(Records of labeled boxes)
:::::
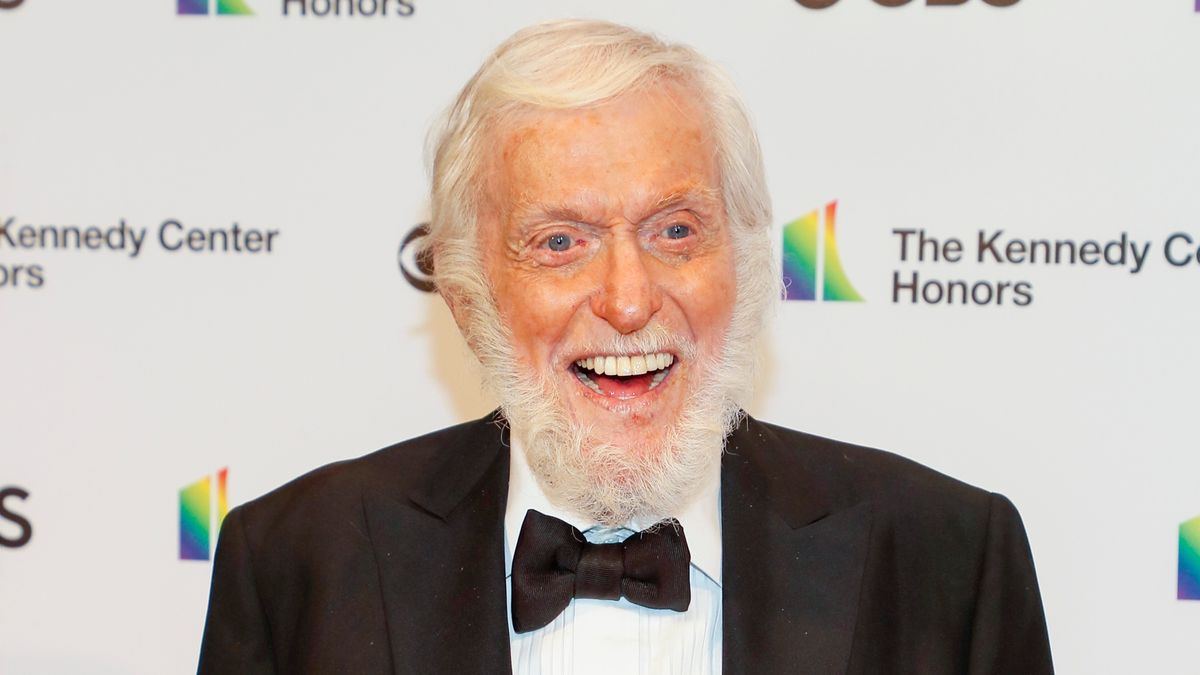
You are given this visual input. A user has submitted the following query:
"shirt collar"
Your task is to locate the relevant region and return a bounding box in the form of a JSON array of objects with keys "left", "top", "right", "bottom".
[{"left": 504, "top": 432, "right": 721, "bottom": 586}]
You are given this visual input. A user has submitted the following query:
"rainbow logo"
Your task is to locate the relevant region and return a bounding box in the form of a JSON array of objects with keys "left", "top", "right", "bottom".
[
  {"left": 1178, "top": 515, "right": 1200, "bottom": 601},
  {"left": 175, "top": 0, "right": 254, "bottom": 17},
  {"left": 179, "top": 467, "right": 229, "bottom": 560},
  {"left": 784, "top": 201, "right": 863, "bottom": 303}
]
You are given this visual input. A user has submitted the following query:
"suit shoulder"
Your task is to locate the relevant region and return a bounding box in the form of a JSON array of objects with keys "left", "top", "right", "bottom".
[
  {"left": 231, "top": 416, "right": 500, "bottom": 528},
  {"left": 749, "top": 419, "right": 992, "bottom": 518}
]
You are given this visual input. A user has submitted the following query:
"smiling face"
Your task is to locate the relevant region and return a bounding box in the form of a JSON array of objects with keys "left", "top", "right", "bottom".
[{"left": 479, "top": 84, "right": 737, "bottom": 454}]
:::::
Reproduce every one of the lines above word for word, omitting the picture.

**Answer**
You are given this visual input. A user has submitted the following query:
"shirt collar"
Your task is to locate the relevant region and return a bounding box in the form of a JSON array of objects with keys "left", "top", "right", "bottom".
[{"left": 504, "top": 432, "right": 721, "bottom": 586}]
You are given this visual input. A user has submitted the following query:
"rainbow logo"
Your task is to locate the relevant region and return a bounding box in the form of a JSON array of objects with keys "left", "top", "right", "bottom".
[
  {"left": 1178, "top": 515, "right": 1200, "bottom": 601},
  {"left": 175, "top": 0, "right": 254, "bottom": 17},
  {"left": 179, "top": 467, "right": 229, "bottom": 560},
  {"left": 784, "top": 201, "right": 863, "bottom": 303}
]
You are given this visual input. A user has submitted the following query:
"suit shoulder"
Your task is to locate the relevant region and return a bounding box in the form of a JSON array of objects with keys "left", "top", "right", "bottom".
[
  {"left": 231, "top": 416, "right": 500, "bottom": 528},
  {"left": 749, "top": 419, "right": 992, "bottom": 518}
]
You are given this visual input. A user has submitted the following query:
"smiling face"
Your task is to locate the relevant region and return a bounding box in the form of a JSON array of objects with keys "left", "top", "right", "bottom".
[{"left": 479, "top": 84, "right": 737, "bottom": 454}]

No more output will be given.